Start Excerpted records

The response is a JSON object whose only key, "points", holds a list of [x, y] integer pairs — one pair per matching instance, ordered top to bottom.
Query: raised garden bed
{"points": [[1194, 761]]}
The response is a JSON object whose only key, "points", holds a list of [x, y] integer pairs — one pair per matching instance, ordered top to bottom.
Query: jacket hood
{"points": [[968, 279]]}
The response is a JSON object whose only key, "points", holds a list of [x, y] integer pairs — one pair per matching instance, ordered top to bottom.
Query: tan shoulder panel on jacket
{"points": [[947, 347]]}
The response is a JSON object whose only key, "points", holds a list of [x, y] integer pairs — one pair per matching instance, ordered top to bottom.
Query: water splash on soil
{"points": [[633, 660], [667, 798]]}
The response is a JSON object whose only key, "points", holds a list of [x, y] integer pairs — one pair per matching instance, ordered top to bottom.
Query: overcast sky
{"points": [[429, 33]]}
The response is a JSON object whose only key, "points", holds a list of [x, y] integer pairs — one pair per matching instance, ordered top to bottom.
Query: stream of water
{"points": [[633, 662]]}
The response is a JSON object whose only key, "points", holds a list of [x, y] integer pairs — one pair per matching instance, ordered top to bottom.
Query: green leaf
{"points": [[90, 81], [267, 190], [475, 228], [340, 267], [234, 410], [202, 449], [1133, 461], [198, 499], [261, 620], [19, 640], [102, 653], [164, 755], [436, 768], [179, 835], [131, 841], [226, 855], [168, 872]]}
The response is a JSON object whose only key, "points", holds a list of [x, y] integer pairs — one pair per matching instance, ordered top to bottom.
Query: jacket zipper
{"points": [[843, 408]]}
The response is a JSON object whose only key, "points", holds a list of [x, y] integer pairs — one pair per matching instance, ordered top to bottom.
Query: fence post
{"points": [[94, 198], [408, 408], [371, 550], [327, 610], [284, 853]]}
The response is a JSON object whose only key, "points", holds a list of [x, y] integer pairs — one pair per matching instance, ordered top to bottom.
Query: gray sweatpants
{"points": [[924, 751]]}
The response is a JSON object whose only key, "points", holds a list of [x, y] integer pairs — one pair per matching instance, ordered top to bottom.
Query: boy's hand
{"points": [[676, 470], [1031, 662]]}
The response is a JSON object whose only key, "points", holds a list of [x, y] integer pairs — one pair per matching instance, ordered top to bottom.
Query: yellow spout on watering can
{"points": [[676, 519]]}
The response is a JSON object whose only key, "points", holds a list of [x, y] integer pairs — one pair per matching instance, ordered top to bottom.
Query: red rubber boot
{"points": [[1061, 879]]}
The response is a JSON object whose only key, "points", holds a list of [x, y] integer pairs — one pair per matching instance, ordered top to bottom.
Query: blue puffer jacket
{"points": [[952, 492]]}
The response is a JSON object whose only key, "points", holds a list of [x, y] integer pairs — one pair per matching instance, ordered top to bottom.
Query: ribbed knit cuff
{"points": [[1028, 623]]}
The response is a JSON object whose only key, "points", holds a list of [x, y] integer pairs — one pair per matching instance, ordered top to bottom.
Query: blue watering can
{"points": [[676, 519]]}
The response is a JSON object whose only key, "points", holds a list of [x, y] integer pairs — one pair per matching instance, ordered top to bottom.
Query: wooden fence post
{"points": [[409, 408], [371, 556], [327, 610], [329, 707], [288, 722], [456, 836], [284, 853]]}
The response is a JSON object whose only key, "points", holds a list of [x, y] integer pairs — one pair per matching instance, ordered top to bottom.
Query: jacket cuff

End Excerpted records

▶ _Problem requirements_
Output every entry shown above, exactly.

▶ _Finished exercise_
The response is a JSON object whose only key, "points", holds a list of [x, y] integer pairs — one pair per matching instance, ordered top to bottom.
Query: raised garden bed
{"points": [[1194, 761]]}
The response is a JSON object whose only key, "points", holds a list of [x, y] integer pairs — one pair per matching instance, ordered top to bottom.
Query: jacket hood
{"points": [[968, 279]]}
The response is a JSON object whose only key, "points", holds a list of [x, y] integer pairs — one pair per matching instance, ordered top to bottom.
Query: tan shoulder panel on jacket
{"points": [[947, 347]]}
The response is a JSON object whose only key, "points", holds a list of [x, y] integer pairs — one pair per matching instance, ordered top to bottom.
Query: water splash on soil
{"points": [[633, 660], [667, 798]]}
The response is a JSON object whose only key, "points", holds a list of [x, y] integer pairs — one pair per matching instance, ordered top to bottom.
Query: overcast sky
{"points": [[429, 33]]}
The response is a JSON object whose only key, "points", holds a list of [x, y] integer pairs — one pair per matching instance, ordered top to bottom.
Query: stream of water
{"points": [[633, 662]]}
The response is a JSON object whose only key, "points", holds a list of [x, y] integer pairs — one pair per matching instance, ordered top to bottom.
Query: green leaf
{"points": [[90, 81], [267, 190], [475, 228], [340, 267], [234, 410], [202, 449], [1133, 461], [198, 499], [261, 620], [19, 640], [102, 653], [164, 755], [436, 768], [179, 835], [131, 841], [226, 855], [168, 872]]}
The response is a JSON object whose only key, "points", holds a list of [x, y] integer pairs — one pair per matching instance, ordered top to bottom.
Query: jacket zipper
{"points": [[843, 408]]}
The response is a JSON object whose only key, "points", holds a list of [x, y] integer pairs — one pair per matching instance, ordered top to bottom.
Query: fence post
{"points": [[94, 198], [408, 408], [371, 550], [327, 610], [284, 853]]}
The response is a JSON object whose only key, "points", holds a list of [x, y] integer pairs — one pair per matching instance, ordered top to bottom.
Query: gray sweatpants
{"points": [[924, 751]]}
The response is a JSON object whose only key, "points", holds a list of [x, y] integer pairs — one pair per matching instance, ordered top to bottom.
Query: boy's hand
{"points": [[676, 470], [1031, 662]]}
The response is a JSON object whose only key, "points", holds a list of [x, y] integer pairs — one pair per matching instance, ordered top to bottom.
Query: yellow spout on watering can
{"points": [[676, 519]]}
The response is a JSON object whose only key, "points", holds a list of [x, y] integer pairs — one pair per matching instance, ordered top to bottom.
Query: red rubber boot
{"points": [[1061, 879]]}
The response is a JSON object whose only key, "points", holds a list of [x, y] integer pairs — one pair per matching instance, ordered top to bottom.
Query: blue puffer jacket
{"points": [[952, 492]]}
The response is a JSON object whose only key, "points", holds a list of [x, y] integer pairs — one pair per matching instance, ordered top to bottom.
Query: ribbed knit cuff
{"points": [[1028, 623]]}
The response is a JSON object whose only key, "points", holds a list of [x, y] integer pairs — one pair per matching instance, ordered top to bottom.
Query: blue watering can
{"points": [[676, 519]]}
The response is a JSON object whose only key, "points", holds a list of [x, y] integer pairs — one pair per matching instance, ordered top to bottom.
Query: wooden fence post
{"points": [[409, 408], [371, 556], [327, 610], [329, 707], [288, 722], [456, 836], [284, 853]]}
The response is a JSON object whose only key, "points", holds a list of [x, y] integer pairs — one pair per matching instance, ordered top to bottom.
Query: jacket cuff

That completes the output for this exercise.